## STATED EXERCISE
Put the rows from the line with "Hi there — would you mind identifying the bird's beak" to the line with "[455, 279, 519, 317]" into a two-column CSV with the columns text and answer, one line per row. Give each field in quotes and replace line breaks with spaces.

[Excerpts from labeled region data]
══════════

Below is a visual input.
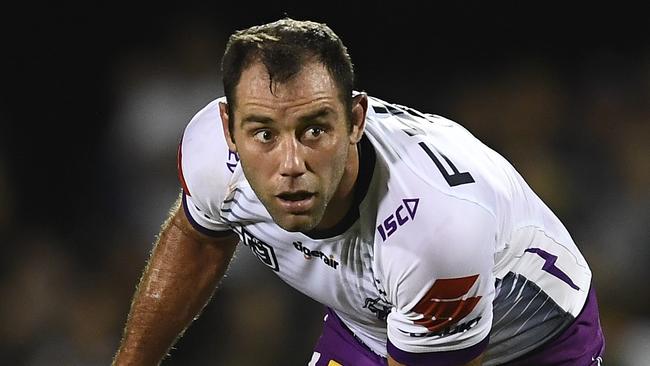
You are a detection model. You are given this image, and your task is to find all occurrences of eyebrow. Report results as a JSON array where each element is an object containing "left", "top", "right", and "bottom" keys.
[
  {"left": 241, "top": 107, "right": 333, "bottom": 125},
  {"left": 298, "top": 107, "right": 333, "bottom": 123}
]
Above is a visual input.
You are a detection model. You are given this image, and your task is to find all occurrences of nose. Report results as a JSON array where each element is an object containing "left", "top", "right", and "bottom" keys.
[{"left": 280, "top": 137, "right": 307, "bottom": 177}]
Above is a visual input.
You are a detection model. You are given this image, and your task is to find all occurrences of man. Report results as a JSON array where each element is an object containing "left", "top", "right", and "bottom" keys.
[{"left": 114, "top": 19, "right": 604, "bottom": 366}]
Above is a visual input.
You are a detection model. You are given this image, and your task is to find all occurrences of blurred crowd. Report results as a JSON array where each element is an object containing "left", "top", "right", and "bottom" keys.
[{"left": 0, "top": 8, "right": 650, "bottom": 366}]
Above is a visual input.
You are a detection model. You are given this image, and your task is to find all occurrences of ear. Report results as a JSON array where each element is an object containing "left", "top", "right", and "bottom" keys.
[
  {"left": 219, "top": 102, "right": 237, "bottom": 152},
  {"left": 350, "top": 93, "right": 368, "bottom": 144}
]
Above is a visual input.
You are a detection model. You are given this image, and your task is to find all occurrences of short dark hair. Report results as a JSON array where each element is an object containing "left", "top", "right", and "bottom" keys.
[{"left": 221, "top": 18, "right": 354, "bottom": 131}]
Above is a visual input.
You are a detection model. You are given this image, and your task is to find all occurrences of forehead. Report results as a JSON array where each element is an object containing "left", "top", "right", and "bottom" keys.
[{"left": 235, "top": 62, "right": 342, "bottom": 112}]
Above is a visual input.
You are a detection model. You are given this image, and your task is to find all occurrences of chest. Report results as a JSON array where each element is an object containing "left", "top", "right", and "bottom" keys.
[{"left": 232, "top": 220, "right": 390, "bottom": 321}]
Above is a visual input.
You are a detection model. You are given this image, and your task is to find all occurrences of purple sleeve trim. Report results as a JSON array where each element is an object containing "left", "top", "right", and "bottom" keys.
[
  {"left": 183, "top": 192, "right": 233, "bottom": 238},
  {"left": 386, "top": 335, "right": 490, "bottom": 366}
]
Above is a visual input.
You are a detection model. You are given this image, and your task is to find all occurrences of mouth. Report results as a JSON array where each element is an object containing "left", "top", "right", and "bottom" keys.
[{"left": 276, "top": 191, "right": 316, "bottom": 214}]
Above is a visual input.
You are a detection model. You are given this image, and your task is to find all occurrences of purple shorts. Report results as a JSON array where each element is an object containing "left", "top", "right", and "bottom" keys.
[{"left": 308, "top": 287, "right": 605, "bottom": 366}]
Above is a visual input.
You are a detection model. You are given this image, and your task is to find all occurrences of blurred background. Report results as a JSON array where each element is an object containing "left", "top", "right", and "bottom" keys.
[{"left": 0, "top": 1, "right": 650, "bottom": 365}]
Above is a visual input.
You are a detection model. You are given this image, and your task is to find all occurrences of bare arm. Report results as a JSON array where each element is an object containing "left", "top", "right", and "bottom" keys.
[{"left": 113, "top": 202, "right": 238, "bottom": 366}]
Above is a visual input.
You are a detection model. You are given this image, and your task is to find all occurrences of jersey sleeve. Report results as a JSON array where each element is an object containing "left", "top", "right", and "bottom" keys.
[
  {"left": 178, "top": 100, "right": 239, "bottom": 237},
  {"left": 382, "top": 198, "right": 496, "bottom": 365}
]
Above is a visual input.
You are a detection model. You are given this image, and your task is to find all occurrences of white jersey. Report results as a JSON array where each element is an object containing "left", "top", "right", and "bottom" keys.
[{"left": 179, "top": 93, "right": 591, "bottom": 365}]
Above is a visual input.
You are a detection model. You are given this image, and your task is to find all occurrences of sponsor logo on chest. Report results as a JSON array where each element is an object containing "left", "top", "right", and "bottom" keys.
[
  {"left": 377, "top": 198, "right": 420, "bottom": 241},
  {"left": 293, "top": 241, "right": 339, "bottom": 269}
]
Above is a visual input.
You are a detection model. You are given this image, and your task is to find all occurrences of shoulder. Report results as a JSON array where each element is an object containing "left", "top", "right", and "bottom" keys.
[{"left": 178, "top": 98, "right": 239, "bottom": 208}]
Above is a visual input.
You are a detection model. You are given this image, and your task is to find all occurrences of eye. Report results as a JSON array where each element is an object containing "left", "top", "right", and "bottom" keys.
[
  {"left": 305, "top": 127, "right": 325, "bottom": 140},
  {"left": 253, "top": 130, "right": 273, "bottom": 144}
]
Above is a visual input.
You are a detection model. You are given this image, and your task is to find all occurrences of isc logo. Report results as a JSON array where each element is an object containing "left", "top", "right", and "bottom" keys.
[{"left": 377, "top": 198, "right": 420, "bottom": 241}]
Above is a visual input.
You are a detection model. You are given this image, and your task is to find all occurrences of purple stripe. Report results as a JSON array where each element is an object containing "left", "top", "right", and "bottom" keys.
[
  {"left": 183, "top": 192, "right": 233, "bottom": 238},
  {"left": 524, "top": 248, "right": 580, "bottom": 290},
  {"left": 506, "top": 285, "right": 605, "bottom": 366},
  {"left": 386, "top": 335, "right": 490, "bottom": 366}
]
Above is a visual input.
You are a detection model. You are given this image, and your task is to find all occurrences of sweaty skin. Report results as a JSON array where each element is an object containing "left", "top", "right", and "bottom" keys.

══════════

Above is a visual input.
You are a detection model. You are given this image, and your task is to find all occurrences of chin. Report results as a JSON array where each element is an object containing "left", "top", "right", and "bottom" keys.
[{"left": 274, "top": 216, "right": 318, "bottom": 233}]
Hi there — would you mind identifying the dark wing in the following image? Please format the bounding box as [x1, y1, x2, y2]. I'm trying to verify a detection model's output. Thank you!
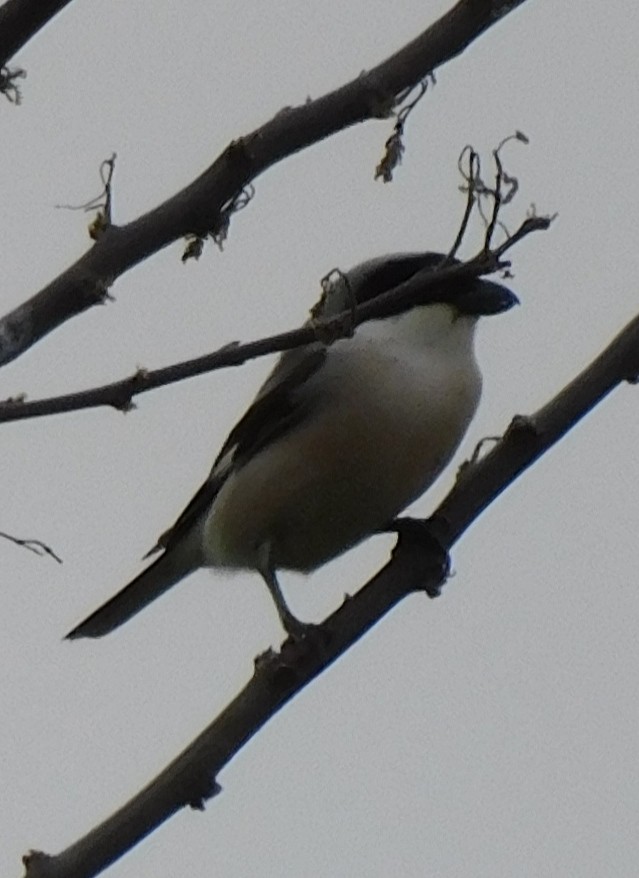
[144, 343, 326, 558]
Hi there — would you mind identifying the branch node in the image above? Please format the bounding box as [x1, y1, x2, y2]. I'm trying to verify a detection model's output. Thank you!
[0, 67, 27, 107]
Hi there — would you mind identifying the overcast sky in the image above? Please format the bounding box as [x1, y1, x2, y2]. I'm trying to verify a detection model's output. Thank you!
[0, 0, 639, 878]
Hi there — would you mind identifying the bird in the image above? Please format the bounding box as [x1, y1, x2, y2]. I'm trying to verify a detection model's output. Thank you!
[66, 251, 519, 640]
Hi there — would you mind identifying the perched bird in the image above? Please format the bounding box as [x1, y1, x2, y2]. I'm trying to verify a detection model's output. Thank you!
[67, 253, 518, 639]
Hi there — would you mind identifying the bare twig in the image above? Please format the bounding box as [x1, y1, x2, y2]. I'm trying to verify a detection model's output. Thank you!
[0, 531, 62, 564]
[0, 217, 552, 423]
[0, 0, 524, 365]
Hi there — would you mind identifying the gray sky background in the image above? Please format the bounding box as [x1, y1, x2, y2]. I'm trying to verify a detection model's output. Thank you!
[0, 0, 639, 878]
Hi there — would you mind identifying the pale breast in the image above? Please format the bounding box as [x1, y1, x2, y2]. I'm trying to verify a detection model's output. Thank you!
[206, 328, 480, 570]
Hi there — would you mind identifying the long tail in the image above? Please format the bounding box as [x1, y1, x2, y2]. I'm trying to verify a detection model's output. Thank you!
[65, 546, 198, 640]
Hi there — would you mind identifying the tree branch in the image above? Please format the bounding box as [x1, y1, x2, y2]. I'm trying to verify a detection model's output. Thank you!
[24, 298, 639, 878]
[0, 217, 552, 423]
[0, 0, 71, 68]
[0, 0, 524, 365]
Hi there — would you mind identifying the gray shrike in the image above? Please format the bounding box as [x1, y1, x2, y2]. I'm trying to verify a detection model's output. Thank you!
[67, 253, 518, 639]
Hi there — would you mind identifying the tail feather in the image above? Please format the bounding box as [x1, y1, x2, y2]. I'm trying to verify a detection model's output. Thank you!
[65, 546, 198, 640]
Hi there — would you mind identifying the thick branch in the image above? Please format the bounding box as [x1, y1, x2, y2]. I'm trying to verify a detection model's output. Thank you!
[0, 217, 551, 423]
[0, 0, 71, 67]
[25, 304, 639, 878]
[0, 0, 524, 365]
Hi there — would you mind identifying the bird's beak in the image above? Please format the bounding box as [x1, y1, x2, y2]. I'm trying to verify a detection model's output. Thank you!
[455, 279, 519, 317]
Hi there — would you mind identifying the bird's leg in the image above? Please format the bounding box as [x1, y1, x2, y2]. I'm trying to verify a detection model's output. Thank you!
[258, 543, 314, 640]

══════════

## FINAL RESULT
text,answer
"Hi there — would you mind identifying the bird's beak in the image above? Please format the bounding box as [x1, y1, x2, y2]. I'm trying to verify a detection model's output. Thank you!","[455, 279, 519, 317]"